*** Opening RECORDS PROVIDED ***
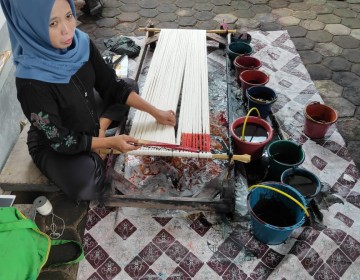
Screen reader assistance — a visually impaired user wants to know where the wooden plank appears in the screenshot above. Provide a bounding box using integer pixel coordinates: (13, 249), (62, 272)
(206, 33), (227, 46)
(138, 28), (237, 34)
(103, 194), (234, 213)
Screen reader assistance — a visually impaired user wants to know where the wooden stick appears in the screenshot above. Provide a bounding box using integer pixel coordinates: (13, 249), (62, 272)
(212, 154), (250, 162)
(137, 139), (176, 146)
(99, 149), (251, 163)
(138, 28), (237, 34)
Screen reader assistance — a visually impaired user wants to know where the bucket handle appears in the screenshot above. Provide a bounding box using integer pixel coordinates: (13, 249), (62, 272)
(248, 184), (309, 217)
(241, 107), (261, 141)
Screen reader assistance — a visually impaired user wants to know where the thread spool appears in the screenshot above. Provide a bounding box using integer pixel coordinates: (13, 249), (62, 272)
(33, 196), (53, 216)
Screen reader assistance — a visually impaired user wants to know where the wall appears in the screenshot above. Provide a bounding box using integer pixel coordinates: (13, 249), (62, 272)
(0, 7), (25, 173)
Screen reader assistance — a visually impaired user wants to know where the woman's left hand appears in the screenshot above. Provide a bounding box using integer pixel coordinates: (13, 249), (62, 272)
(154, 109), (176, 126)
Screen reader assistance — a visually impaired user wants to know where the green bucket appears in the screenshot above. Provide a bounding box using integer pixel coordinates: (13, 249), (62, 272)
(266, 140), (305, 181)
(227, 42), (253, 68)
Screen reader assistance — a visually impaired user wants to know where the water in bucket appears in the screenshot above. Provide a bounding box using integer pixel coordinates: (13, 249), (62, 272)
(233, 123), (268, 143)
(281, 167), (322, 201)
(272, 153), (300, 165)
(252, 199), (296, 227)
(283, 174), (316, 197)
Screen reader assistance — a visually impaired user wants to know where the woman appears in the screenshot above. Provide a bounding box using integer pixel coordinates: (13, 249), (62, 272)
(0, 0), (176, 201)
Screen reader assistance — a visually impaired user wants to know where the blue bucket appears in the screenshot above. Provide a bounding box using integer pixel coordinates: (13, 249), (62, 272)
(281, 167), (322, 203)
(246, 86), (277, 119)
(247, 182), (308, 245)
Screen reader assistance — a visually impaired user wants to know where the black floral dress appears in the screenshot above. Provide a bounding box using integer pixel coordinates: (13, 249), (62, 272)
(16, 40), (134, 201)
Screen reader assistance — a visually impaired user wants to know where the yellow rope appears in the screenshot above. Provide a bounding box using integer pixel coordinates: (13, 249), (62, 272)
(241, 107), (261, 141)
(248, 184), (309, 217)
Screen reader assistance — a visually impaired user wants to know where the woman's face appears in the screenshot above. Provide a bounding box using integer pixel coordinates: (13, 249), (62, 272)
(49, 0), (76, 49)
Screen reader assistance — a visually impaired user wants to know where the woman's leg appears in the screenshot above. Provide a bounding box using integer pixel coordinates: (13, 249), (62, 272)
(36, 149), (106, 202)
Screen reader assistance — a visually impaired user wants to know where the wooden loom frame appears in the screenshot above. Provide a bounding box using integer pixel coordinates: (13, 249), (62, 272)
(103, 28), (238, 214)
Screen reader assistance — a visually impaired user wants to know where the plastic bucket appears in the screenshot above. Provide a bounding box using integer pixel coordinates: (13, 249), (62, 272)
(234, 56), (262, 85)
(227, 42), (253, 69)
(247, 182), (308, 245)
(304, 102), (338, 139)
(231, 108), (273, 160)
(239, 70), (269, 102)
(266, 140), (305, 181)
(246, 86), (277, 119)
(281, 167), (322, 203)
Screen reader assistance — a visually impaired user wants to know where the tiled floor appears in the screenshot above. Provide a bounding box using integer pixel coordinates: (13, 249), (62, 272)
(76, 30), (360, 280)
(6, 1), (360, 279)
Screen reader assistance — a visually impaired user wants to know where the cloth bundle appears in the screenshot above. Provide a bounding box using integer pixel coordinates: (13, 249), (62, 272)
(104, 35), (141, 58)
(0, 207), (84, 279)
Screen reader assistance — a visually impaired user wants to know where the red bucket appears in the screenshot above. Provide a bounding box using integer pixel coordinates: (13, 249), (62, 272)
(231, 109), (273, 160)
(234, 56), (262, 85)
(304, 102), (338, 139)
(239, 70), (269, 102)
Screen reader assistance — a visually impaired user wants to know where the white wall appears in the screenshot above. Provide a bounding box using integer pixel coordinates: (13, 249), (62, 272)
(0, 5), (26, 176)
(0, 6), (5, 27)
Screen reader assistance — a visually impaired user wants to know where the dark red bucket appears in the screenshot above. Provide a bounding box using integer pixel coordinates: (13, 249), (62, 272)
(234, 56), (262, 85)
(304, 102), (338, 139)
(239, 70), (269, 102)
*** Closing RECORDS PROVIDED ***
■ **DIRECTIONS FOR THIS TASK**
Everything before the line containing "where the white" stays out. Write out that line and the rest of the entries exactly.

■ **EXERCISE SOLUTION**
Screen reader assistance — a visually impaired user wants to know where the white wall appears in the screenshot above. Provide a bounding box using integer pixel coordinates: (13, 249), (62, 272)
(0, 5), (26, 176)
(0, 6), (5, 27)
Screen reader assistance — a visually impaired user wants to know where the dark red bucket appears in the screenshot above. Provide a bounding box using integer pixel coordinates: (13, 249), (62, 272)
(234, 56), (262, 85)
(304, 102), (338, 139)
(239, 70), (269, 102)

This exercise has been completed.